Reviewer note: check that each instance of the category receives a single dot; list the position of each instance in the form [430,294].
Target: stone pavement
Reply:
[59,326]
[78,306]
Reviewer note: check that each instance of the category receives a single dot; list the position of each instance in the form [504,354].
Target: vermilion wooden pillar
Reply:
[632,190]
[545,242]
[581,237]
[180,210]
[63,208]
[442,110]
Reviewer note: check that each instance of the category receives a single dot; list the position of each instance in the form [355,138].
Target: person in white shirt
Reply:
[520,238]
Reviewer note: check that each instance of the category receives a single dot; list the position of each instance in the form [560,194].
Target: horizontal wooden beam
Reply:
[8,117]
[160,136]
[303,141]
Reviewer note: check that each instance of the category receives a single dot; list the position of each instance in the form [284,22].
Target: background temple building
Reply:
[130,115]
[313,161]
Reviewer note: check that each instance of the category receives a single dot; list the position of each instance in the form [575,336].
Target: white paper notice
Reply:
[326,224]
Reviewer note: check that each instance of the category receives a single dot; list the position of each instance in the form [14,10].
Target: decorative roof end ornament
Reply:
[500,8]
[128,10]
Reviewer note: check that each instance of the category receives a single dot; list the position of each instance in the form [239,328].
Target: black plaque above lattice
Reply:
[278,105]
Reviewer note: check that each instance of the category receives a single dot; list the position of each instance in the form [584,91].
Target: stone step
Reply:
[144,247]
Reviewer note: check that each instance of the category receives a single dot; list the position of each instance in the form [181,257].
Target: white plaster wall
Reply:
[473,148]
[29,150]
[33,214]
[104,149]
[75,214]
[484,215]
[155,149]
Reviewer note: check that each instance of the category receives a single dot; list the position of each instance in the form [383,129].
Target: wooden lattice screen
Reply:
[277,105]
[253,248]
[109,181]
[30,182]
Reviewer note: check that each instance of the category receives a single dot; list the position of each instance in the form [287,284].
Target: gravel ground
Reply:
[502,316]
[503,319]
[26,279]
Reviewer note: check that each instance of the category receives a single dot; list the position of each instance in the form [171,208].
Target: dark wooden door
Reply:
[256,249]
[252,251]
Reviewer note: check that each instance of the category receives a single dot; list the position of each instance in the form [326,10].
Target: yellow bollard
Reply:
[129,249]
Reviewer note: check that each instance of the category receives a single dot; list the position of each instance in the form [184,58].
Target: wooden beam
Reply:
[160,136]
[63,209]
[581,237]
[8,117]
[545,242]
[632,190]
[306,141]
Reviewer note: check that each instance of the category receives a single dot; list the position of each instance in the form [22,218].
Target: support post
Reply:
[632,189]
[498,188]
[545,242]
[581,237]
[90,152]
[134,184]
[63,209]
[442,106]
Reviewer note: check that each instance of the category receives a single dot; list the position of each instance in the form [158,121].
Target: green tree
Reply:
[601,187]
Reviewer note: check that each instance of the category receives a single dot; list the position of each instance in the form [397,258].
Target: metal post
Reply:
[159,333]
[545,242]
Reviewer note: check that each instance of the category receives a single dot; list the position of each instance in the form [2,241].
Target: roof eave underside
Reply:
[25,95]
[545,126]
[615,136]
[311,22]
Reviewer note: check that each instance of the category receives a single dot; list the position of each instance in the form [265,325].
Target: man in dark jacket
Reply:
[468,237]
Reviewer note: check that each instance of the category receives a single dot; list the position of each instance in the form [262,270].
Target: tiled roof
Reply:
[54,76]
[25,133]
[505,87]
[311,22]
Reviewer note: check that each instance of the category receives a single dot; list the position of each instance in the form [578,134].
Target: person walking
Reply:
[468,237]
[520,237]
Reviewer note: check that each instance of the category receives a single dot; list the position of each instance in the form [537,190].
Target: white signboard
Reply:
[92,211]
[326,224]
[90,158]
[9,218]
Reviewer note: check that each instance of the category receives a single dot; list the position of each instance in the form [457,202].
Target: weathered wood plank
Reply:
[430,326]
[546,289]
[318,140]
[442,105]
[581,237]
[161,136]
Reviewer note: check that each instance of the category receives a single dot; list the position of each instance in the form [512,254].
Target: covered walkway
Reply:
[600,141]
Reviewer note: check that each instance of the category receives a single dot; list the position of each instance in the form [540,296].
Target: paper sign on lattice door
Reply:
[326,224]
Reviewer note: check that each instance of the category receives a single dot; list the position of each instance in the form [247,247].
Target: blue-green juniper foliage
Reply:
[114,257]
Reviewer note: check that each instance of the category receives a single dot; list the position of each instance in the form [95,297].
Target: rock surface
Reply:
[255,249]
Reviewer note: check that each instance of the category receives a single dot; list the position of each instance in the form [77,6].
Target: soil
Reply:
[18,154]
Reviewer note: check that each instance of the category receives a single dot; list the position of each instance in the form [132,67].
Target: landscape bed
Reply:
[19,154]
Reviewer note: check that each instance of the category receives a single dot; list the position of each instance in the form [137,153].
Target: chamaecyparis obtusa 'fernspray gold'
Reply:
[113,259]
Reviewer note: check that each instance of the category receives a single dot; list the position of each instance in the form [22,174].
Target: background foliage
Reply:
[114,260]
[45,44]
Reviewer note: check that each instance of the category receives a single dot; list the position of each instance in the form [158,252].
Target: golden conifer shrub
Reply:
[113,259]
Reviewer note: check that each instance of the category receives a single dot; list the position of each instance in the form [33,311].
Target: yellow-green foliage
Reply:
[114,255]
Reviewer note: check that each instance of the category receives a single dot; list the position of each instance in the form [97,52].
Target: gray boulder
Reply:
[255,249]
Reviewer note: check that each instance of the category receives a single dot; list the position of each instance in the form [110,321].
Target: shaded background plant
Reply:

Task directions
Output all of the listing exactly as written.

Solution to the exercise
Reviewer note: check that each instance of the category receives a single dot; list the position of each instance in the form [430,294].
Target: stone pavement
Reply:
[59,326]
[78,306]
Reviewer note: check that each instance of the category receives a single dot; list the position of each instance in the form [504,354].
Target: vermilion wooden pillar
Reply:
[632,190]
[545,242]
[581,237]
[180,210]
[63,208]
[442,110]
Reviewer note: check that each instance of the category receives a single dot; list the position of each instance in the form [355,138].
Target: person in white shirt
Reply:
[520,238]
Reviewer note: check that each instance of the category receives a single dot; list the position of each instance in the form [560,194].
Target: horizontal wooden beam
Reply:
[8,117]
[160,136]
[303,141]
Reviewer note: check that each instance of the category receives a single dot; list the position of each instance in the form [284,22].
Target: background temple building
Reply:
[130,115]
[313,161]
Reviewer note: check that each instance of the category receives a single dot; list the position of each instance in the form [575,336].
Target: white paper notice
Reply:
[326,224]
Reviewer note: check that each instance of the category receives a single dot; list the position of each instance in the form [14,10].
Target: decorative roof end ornament
Reply:
[500,8]
[128,10]
Reviewer note: check that each instance of the category receives a single dot; list the position of each instance in the form [239,328].
Target: black plaque above lattice
Reply:
[278,105]
Reviewer note: check that each instance of the category receives a single dot; list the position of each instance in the form [584,91].
Target: stone step
Reply:
[144,247]
Reviewer note: check that each instance of the category receives a single dot; list the position of each instance in the form [181,257].
Target: white plaster wall
Reply:
[473,148]
[29,150]
[33,214]
[104,149]
[75,214]
[484,215]
[155,149]
Reviewer note: check that each instance of the category receives a single dot; list the position of each instance in the form [383,129].
Target: wooden lattice screen
Reply:
[277,105]
[253,248]
[109,181]
[30,182]
Reviewer note: check that each instance of the category receives a single dot; list the position of each instance in the form [287,284].
Target: gravel ground
Reply:
[502,316]
[503,319]
[26,279]
Reviewer note: check that each instance of the category receives a single dot; list the position of each instance in the form [171,208].
Target: dark wooden door
Reply:
[256,249]
[252,251]
Reviewer note: check that each instance of the category receives a single dot; list the position of each instance in the form [326,10].
Target: yellow bollard
Reply:
[129,249]
Reviewer note: check that each instance of the category receives a single dot; list the position of each instance in the form [184,58].
Target: wooden beam
Reply:
[160,136]
[63,209]
[581,237]
[8,117]
[545,242]
[632,190]
[306,141]
Reviewer note: check that each instance of the category receives a single dot; list the position of each instance in the form [22,218].
Target: support post
Reply:
[632,189]
[498,188]
[545,242]
[581,237]
[90,152]
[134,184]
[63,209]
[442,106]
Reviewer note: check that each instance of the category receives a single dot; list the position of each instance in the form [158,121].
Target: green tree
Reply:
[601,187]
Reviewer note: check that each instance of the category receives a single dot; list the position of each instance in the form [397,258].
Target: metal post
Reply:
[159,333]
[545,242]
Reviewer note: check that each instance of the category receives a single dot; list the position of each instance in the form [2,241].
Target: roof eave underside
Reply:
[25,95]
[545,126]
[615,136]
[311,22]
Reviewer note: check that each instance of the category receives a single dot; list the position of each instance in the form [265,325].
Target: man in dark jacket
Reply:
[468,237]
Reviewer note: check that each instance of the category receives a single dot; list the position of each instance in the form [262,270].
Target: tiled roof
Reply:
[54,76]
[25,133]
[505,87]
[311,22]
Reviewer note: check that each instance of the category receives a single dot; list the position of each instance in the form [578,134].
Target: person walking
Reply:
[468,237]
[520,237]
Reviewer note: check that each instance of the category receives a single dot; list the position of each instance in the form [537,190].
Target: white signboard
Reply:
[92,211]
[326,224]
[90,158]
[9,218]
Reviewer note: check that each instance of the category receives a single dot; list the position of each instance in the form [457,202].
Target: weathered wood plank
Reply:
[430,326]
[546,289]
[318,140]
[442,105]
[581,237]
[161,136]
Reviewer note: check that each instance of the category receives a single dot; list the position of each instance in the form [512,254].
Target: covered walkway
Reply:
[600,141]
Reviewer note: check that each instance of the category receives a single dot; list the position of each instance in the form [540,296].
Target: paper sign on lattice door
Reply:
[326,224]
Reviewer note: check that each instance of the category receives a single dot; list the position of each instance in the form [247,247].
Target: blue-green juniper foliage
Reply:
[114,257]
Reviewer note: check that each instance of the category receives a single dot; list the position of each instance in the form [95,297].
Target: rock surface
Reply:
[255,249]
Reviewer note: check that each instance of the category receives a single dot; list the position of each instance in the form [77,6].
Target: soil
Reply:
[18,154]
Reviewer note: check that each instance of the category receives a single dot; list the position of each instance in the form [132,67].
Target: landscape bed
Reply:
[19,154]
Reviewer note: check that each instance of the category receives a single dot; list the position of each instance in the form [137,153].
Target: chamaecyparis obtusa 'fernspray gold'
Reply:
[113,259]
Reviewer note: check that each instance of the category receives a single dot; list the position of each instance in the form [22,174].
Target: background foliage
Reply:
[114,260]
[45,44]
Reviewer note: check that each instance of the category receives a single dot; list the position of each instance in the form [158,252].
Target: golden conifer shrub
Reply:
[113,259]
Reviewer note: check that each instance of the category receives a single dot; list the position of each instance in the form [33,311].
Target: yellow-green foliage
Reply:
[114,255]
Reviewer note: check that each instance of the category receives a single dot; list the position of each instance in the form [97,52].
Target: gray boulder
Reply:
[255,249]
Reviewer note: check that each instance of the category receives a single dot; list the position of each instance in the form [110,321].
Target: shaded background plant
Reply:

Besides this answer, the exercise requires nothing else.